***** 元の文章 *****
映画「スキャンダル」ネタバレ解説/ハリウッドがFOXを攻撃する理由とは…

“アイルランド警察官の気質で
世界は地獄 たるいバカばかり
少数派は犯罪者 性は楽しい
婆ちゃんが怖がり じいちゃんが怒るネタを”

それがFOXニュースよ

セクハラとの戦いがメインテーマな映画ではあるものの、映画の中では明らかにFOXニュースそのものをバッシングしていました

劇中のFOXニュース職員たちは、(主人公たちとその周りを除けば)ほとんどが醜い保身や社内政治ばかり…という描かれ方をしていました。

彼らに対して、仕事に欠ける情熱や、彼らなりの信条・正義感は一切描かれなかったほどです。

もちろんFOXニュースのことを「CEOロジェー・エイルズの影響力が強すぎる不健全な組織」として糾弾するのは理解できます。

でも、どうもこの映画はFOXニュースそのものが悪であると言わんばかりなんですよねぇ。

挙げ句の果てには、主人公の一人であるマーゴット・ロビーに社員証をゴミ箱に捨てさせるというFOXニュースに対する侮辱もののラストシーンで締めくくっています。

一企業に対してやりすぎじゃないか?と思わせないのがハリウッドの誘導の巧みさでしょうか。

実はこれらの背景には、ハリウッドとFOXニュースが対立する大きな背景があったのです。

FOXニュースの報道姿勢

FOXニュースはアメリカのニュース専門放送局です。

その名前の通り、一日中ニュースばかり(!)を放送するテレビ局なんですよ。

アメリカでは日本と違い、地上波よりケーブルテレビ放送のほうが主流。チャンネル数が多いので、こういったチャンネルごとの専門化が進みやすいという事情があります。

特筆すべきはその放送姿勢

アメリカは共和党と民主党の二大政党制と呼ばれていますが、FOXニュースは徹底して共和党の味方なのです。

共和党の政策には喜んで賛成を表明し、民主党の大統領には何度もバッシングを繰り返すのです。

日本の感覚では、特定の政党に肩入れする放送局なんて、「公平性に欠ける」と批判されてしまうところです。

しかしアメリカでは企業や個人が政治的な信条をオープンにするのは当然と考える土壌があります。

放送局ごとに、あからさまにどちらかの政党を応援してもOKなのです。

逆に共和党政権もFOXニュースを優遇しています。

トランプ元大統領は、既存メディアを「フェイクニュースだらけだ」として冷淡な態度をとり、報道各社を集めた記者会見を中止していました。

しかしFOXニュースだけにはホワイトハウス報道官が独自の会見を開かせていたりします。

映画の中で、トランプの暴言に怒るメーガンに対し、「彼(トランプ)はFOXニュースに必要だし、彼もFOXニュースを必要としている」と我慢を強要したのはこのあたりの事情があります。
***** 資料 *****
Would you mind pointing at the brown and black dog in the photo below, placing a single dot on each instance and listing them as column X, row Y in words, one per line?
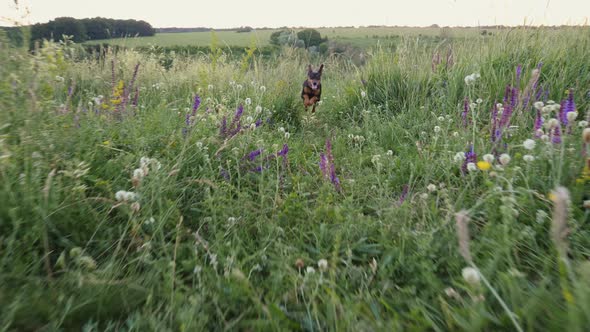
column 312, row 88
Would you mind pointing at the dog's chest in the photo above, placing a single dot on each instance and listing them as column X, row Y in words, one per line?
column 310, row 92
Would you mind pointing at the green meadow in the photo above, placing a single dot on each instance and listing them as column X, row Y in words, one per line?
column 363, row 37
column 442, row 185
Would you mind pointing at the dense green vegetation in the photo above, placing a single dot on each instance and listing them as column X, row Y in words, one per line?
column 154, row 191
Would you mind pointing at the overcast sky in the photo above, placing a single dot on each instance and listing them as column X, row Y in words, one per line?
column 312, row 13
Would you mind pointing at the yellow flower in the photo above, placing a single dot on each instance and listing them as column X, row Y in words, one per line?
column 484, row 165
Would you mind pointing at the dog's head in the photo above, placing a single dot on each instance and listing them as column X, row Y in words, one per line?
column 314, row 77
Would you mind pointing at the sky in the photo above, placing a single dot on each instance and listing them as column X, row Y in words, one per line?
column 309, row 13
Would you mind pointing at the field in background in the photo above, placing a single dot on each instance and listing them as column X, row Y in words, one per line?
column 442, row 185
column 359, row 37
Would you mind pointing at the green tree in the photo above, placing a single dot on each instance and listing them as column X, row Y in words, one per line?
column 311, row 37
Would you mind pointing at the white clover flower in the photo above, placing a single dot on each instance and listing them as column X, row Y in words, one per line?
column 459, row 157
column 323, row 265
column 504, row 159
column 120, row 195
column 552, row 123
column 489, row 158
column 572, row 116
column 528, row 158
column 138, row 173
column 529, row 144
column 471, row 275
*****
• 取り組む課題:
1. 元の文章では、FOXニュースはアメリカのどんな放送局だと書かれていますか。
2. 元の文章の内容を二文でまとめてください。
3. 元の文章のうち、「でも、どうもこの映画はFOX」から「る大きな背景があったのです。」までを、両端も含めて書き写してください。
資料は別のところから持ってきたものです。

• 課題の答え:
1. アメリカのニュース専門放送局です。

2. 映画「スキャンダル」はセクハラとの戦いをメインテーマにしながら、FOXニュースそのものを悪のように描いている。その背景にはハリウッドとFOXニュースの対立があり、FOXニュースは徹底して共和党の味方をし、共和党政権からも優遇されている。

3.
でも、どうもこの映画はFOXニュースそのものが悪であると言わんばかりなんですよねぇ。

挙げ句の果てには、主人公の一人であるマーゴット・ロビーに社員証をゴミ箱に捨てさせるというFOXニュースに対する侮辱もののラストシーンで締めくくっています。

一企業に対してやりすぎじゃないか?と思わせないのがハリウッドの誘導の巧みさでしょうか。

実はこれらの背景には、ハリウッドとFOXニュースが対立する大きな背景があったのです。